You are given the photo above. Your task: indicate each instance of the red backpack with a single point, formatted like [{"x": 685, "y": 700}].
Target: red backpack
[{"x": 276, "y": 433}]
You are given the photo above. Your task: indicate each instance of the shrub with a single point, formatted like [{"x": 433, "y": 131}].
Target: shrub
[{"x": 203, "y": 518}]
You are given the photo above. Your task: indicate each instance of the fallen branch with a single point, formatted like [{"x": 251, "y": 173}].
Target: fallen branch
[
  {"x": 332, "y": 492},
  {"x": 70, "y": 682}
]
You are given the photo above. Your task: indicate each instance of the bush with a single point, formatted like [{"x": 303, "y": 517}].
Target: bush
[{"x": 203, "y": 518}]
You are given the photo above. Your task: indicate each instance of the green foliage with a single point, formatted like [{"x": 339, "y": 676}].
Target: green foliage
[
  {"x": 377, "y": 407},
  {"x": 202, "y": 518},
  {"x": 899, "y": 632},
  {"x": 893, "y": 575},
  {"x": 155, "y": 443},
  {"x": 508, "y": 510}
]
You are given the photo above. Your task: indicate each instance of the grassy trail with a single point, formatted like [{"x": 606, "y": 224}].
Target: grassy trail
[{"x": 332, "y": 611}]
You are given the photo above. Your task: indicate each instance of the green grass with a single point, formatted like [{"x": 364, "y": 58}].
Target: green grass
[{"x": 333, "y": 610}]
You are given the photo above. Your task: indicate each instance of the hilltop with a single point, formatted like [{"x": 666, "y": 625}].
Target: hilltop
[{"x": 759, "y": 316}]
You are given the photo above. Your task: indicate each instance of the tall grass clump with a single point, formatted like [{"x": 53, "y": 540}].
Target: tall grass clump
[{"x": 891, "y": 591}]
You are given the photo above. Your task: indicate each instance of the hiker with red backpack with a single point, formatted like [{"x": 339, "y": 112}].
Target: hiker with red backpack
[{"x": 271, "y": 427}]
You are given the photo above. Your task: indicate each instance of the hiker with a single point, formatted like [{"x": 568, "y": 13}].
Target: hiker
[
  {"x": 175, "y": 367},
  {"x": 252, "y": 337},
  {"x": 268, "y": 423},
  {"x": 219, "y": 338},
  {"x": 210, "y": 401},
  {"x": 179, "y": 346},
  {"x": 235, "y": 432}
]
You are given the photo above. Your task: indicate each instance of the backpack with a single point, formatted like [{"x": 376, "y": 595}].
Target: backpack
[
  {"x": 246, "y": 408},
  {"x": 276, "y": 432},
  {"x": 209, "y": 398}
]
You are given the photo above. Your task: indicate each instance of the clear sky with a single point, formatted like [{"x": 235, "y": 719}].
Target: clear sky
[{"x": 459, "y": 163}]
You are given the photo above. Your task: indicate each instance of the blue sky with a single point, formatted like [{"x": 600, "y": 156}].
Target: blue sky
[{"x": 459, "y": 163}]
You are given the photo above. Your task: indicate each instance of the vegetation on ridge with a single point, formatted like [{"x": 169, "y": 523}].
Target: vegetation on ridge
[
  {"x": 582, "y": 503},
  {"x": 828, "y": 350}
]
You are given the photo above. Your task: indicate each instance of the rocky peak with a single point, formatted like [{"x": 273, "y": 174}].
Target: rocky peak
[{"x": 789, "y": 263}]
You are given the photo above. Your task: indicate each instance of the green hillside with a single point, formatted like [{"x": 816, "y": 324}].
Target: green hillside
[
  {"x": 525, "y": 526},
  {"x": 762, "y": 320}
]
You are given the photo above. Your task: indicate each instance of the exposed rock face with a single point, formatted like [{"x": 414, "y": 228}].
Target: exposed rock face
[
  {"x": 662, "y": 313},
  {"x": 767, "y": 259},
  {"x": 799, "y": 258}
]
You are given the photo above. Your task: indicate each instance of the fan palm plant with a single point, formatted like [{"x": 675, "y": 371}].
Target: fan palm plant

::::

> _REQUIREMENTS_:
Repeat only the lines running from the line that contains "the green hillside" through the last line above, inclusive.

> _ANSWER IN FULL_:
You are given the photo above. Your task: indicate each instance of the green hillside with a single point, formatted like [{"x": 816, "y": 324}].
Target: green hillside
[
  {"x": 525, "y": 526},
  {"x": 762, "y": 320}
]
You are given the photo above. Your task: indicate each instance of the exposed rock face with a single point, formatted like [{"x": 414, "y": 228}].
Target: exposed rock face
[
  {"x": 662, "y": 313},
  {"x": 767, "y": 259},
  {"x": 799, "y": 258}
]
You are given the photo above. Your task: indicate each instance of the fan palm plant with a single point, formatted like [{"x": 675, "y": 371}].
Target: fan palm plant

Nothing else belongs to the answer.